Stated exercise — Lay out every line of the material below as a numbered list, leaving out any blank lines. Omit the pictures from your answer.

(Saved data entries)
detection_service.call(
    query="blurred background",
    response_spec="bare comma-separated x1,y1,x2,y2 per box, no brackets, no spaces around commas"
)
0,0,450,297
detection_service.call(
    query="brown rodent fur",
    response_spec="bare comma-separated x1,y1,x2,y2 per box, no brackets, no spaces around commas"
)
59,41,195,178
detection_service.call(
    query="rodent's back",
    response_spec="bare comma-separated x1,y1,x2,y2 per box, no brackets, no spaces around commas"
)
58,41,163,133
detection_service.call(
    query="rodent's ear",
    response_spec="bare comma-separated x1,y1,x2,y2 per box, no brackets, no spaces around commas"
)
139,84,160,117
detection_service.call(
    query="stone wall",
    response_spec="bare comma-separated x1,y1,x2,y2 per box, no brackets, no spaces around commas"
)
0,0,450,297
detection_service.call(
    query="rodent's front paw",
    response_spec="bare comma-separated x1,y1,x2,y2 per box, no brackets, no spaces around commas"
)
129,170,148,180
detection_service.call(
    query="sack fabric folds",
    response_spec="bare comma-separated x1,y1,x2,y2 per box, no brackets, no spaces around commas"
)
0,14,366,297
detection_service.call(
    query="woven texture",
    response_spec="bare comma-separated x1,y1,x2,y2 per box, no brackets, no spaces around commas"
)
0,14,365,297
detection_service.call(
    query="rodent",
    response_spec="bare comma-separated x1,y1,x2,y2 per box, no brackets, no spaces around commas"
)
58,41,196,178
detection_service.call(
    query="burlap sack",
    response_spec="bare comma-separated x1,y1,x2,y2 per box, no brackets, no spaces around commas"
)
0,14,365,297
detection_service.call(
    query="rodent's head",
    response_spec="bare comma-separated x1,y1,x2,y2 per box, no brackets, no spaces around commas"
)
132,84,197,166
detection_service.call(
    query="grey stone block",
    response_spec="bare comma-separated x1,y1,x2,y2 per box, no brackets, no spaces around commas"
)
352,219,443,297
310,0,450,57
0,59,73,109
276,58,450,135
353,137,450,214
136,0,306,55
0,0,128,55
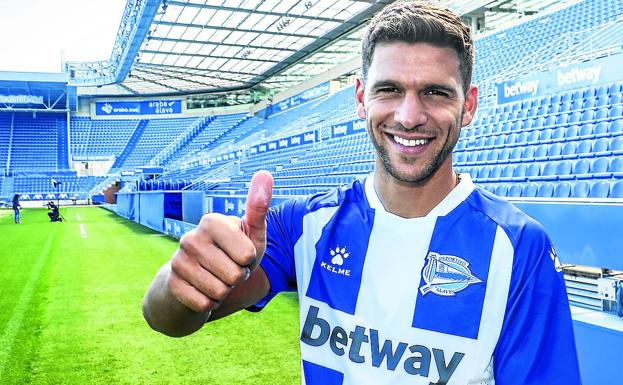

Result of this task —
1. detection_service.call(
2.     query="blurred background",
3.     response_spec="bare comma-separated x1,y1,x2,y2 per box, no brackets, no spaces around commas"
4. )
5. 0,0,450,297
6. detection_service.call(
7.     query="brown rodent fur",
8.     response_spec="bare comma-separated x1,y1,x2,y2 per box, no brackets, no spaces around commas"
9. )
10. 59,41,195,178
11. detection_service.call(
12.     query="rodent's back",
13.     response_spec="bare comma-separated x1,y1,x2,y2 per box, no brackets, no spaces around commas"
14. )
15. 58,41,163,133
16. detection_service.call(
17.     query="rodent's ear",
18.     response_spec="bare comma-separated x1,y1,x2,y2 per box, no brackets, no spaces around commas"
19. )
20. 139,84,160,117
21. detection_service.call(
22.     query="stone wall",
23.     response_spec="bare comma-separated x1,y1,x2,y2 per box, no brackets, no spaces around commas"
24. )
25. 0,0,450,297
26. detection_service.call(
27.     query="rodent's front paw",
28.     response_spec="bare comma-separated x1,y1,x2,y2 per box, no brackets, no spaces around commas"
29. )
30. 129,170,148,180
31. detection_service.call(
32.     query="sack fabric folds",
33.     response_spec="bare comma-separated x1,y1,x2,y2 per box, no brackets, no spaces around commas"
34. )
35. 0,14,366,297
36. detection_service.call(
37.     query="woven texture",
38.     response_spec="bare comma-separated x1,y1,x2,y2 per box, no brackets, no spaces around commas"
39. )
40. 0,14,365,297
41. detection_service.call(
42.     query="rodent",
43.     response_spec="bare comma-separated x1,y1,x2,y2 per box, no brackets, no spaces around commas"
44. )
45. 58,41,196,178
46. detection_service.call(
47.     query="burlap sack",
48.     response_spec="bare comma-separated x1,y1,x2,y2 per box, no brackets, no spaces around commas"
49. )
50. 0,14,365,297
51. detection_service.call(
52.     query="rodent's head",
53.     response_spec="bare comma-separated x1,y1,x2,y2 per box, no brackets, no spaces around commas"
54. )
55. 132,84,197,166
56. detection_service.call(
57.     query="grey stone block",
58.     response_spec="bare comma-separated x1,y1,x2,y2 per box, no brackets, no spaces around commas"
59. )
60. 352,219,443,297
61. 310,0,450,57
62. 0,59,73,109
63. 276,58,450,135
64. 353,137,450,214
65. 136,0,306,55
66. 0,0,128,55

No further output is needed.